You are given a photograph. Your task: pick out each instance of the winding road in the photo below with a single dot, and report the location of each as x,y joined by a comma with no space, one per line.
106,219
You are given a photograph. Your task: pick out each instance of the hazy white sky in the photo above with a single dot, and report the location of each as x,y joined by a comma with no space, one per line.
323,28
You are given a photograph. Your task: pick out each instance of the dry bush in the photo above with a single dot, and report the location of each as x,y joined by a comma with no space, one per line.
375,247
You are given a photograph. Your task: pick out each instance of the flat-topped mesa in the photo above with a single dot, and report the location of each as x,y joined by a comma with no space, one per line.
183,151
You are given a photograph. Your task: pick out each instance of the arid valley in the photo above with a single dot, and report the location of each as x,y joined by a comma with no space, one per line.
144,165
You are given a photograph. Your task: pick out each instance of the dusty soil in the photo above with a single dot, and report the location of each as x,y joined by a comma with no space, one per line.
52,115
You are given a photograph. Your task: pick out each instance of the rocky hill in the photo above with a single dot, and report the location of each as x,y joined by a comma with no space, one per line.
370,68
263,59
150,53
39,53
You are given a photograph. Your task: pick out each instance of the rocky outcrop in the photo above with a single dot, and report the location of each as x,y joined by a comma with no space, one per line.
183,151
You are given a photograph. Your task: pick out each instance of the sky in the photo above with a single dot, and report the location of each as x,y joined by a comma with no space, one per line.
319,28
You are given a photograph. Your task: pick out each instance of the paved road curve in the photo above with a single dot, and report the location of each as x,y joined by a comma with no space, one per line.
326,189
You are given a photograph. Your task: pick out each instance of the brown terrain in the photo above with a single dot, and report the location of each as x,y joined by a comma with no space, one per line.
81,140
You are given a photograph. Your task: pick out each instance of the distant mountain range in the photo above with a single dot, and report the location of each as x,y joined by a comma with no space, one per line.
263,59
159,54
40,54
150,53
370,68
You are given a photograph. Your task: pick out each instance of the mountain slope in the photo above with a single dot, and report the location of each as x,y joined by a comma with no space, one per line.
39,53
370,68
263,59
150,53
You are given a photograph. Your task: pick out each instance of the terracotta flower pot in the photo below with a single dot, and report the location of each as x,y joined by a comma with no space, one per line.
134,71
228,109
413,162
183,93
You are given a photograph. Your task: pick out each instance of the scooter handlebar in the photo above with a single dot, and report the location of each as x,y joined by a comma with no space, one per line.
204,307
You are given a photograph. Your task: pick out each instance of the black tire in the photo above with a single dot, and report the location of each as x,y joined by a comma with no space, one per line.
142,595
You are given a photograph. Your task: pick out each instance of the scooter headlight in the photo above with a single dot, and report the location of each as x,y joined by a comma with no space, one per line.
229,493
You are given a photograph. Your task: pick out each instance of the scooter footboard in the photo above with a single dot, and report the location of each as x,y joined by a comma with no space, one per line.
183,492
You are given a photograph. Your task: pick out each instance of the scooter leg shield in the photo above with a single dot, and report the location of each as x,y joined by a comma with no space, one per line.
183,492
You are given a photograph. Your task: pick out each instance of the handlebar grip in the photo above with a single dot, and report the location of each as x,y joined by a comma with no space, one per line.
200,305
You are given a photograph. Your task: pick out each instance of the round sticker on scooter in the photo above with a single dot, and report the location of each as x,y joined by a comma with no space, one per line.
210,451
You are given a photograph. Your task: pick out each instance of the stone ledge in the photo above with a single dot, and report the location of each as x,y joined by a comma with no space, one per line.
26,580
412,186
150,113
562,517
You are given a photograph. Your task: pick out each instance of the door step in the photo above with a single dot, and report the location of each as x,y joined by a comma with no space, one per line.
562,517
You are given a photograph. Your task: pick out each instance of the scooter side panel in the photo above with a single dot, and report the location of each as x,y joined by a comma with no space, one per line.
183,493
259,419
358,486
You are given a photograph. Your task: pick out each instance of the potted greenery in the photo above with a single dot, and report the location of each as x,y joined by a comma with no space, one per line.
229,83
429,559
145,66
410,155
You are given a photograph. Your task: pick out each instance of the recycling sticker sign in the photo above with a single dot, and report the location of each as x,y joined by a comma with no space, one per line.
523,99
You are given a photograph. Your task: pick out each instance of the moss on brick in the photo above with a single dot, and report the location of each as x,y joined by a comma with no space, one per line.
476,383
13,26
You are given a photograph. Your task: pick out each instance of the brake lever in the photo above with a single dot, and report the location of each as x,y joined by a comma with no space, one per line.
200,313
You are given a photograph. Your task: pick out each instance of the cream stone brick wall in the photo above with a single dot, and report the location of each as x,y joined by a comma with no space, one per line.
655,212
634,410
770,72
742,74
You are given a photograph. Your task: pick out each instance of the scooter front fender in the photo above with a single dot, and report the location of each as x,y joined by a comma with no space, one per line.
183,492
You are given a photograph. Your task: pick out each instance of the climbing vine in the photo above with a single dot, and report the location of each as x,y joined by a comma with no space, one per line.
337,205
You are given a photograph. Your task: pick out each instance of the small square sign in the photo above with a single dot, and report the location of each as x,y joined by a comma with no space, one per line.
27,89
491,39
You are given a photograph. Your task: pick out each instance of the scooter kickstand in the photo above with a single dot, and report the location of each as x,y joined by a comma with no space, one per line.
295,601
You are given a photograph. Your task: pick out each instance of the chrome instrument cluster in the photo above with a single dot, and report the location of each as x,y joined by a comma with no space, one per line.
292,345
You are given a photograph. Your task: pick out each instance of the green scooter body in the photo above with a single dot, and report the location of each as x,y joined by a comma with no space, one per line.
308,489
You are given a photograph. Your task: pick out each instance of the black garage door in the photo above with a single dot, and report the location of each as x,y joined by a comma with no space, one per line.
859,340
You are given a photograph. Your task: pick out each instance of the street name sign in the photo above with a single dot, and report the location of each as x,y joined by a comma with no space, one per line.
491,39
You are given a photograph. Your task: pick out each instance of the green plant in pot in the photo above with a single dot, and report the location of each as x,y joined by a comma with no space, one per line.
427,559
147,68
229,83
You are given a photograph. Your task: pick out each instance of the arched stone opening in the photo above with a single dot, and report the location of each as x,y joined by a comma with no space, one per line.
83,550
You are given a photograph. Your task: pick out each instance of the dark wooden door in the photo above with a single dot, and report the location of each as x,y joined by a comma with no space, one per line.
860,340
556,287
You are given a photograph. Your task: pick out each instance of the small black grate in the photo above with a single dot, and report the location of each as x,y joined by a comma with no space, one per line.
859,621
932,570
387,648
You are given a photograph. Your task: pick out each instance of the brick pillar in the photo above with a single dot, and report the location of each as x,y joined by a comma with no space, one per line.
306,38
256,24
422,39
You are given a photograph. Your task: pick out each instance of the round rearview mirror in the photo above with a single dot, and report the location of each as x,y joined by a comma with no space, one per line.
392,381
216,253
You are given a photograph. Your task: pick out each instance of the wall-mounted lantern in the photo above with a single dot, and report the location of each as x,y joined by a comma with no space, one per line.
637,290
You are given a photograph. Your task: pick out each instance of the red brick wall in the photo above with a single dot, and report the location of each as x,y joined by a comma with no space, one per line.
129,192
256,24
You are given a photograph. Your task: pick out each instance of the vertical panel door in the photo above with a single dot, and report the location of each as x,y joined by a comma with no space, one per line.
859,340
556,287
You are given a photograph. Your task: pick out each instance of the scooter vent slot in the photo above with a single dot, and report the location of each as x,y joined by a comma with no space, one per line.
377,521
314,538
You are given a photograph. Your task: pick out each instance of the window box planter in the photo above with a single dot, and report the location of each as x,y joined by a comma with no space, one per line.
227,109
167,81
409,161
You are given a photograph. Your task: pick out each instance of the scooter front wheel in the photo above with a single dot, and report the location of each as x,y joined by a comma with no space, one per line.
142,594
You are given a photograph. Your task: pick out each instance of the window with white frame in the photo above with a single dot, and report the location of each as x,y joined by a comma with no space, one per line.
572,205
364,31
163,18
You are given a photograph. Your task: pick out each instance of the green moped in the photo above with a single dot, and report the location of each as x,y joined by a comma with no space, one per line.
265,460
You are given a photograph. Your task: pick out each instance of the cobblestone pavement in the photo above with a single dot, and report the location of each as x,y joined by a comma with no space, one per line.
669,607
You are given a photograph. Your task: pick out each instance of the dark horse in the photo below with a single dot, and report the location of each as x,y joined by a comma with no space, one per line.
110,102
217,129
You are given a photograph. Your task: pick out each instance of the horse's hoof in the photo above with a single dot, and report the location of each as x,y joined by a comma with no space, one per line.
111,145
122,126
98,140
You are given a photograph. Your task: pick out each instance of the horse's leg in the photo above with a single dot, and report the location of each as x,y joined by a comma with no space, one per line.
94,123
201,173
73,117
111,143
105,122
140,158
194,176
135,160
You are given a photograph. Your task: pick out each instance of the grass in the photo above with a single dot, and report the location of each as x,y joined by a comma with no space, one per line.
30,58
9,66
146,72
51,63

--- Given request ---
Output exactly the lines between the one containing "the scooter vent" and the final line above, both inclusive.

--- Solved exercise ---
You are given a photograph. Your task: pick out each instance of the scooter vent slot in the photo above with a single dot, and report the location of each as x,y joined by a comma with no space, one per line.
377,521
314,538
You are given a photograph. Your task: pick out each instance of the window box planter in the photo above with a single dot, and report the location of each as x,y joined by a comma with no space, one per line.
227,109
167,81
409,161
You are given a photograph. Your task: pick out each instance of the scooter front wheel in the photo above with a single dot, and report the location of each as x,y joined by a comma with no space, one per line.
142,594
You are given a photograph. Your task: pick out each instance of the window with white frame in the photo above with a single dot, and report the location of each as x,y joined by a comma with no space, one per line.
572,205
364,31
163,18
You are given a photograph. Your task: pick out each instance of the green moped in the photo above with a single dot, and report the location of each as x,y joined by a comma with no space, one per line.
265,460
You are given a photograph. Your task: pick out each instance of the cobblestone pavement in the photo above with a single dot, and report the location of each as x,y joined by a comma with no space, one per line.
669,607
You are given a photograph. Your task: pick out each instance of the dark horse in the photo below with a single dot, and report the location of each as x,y joined by a comma with no space, one per line.
110,102
217,129
You are given a photograph. Your task: pick out each instance of the horse's hoof in the photo above with a single dot, and report the location of each as x,y joined by a comma with no space, one per line.
111,145
122,126
98,140
You are given a photograph. Your task: pick out each instance of the horse's leg in the photo above with a single dot, and report the location of each as x,y joined by a comma with no space, one per line.
94,123
201,173
73,117
111,143
105,122
140,158
194,176
135,160
You are given a photograph. Your task: pick out each instance of the grass in the photo above with a single dot, and report the location of each as x,y joined by a comma with no space, one per line.
30,58
9,66
146,72
51,63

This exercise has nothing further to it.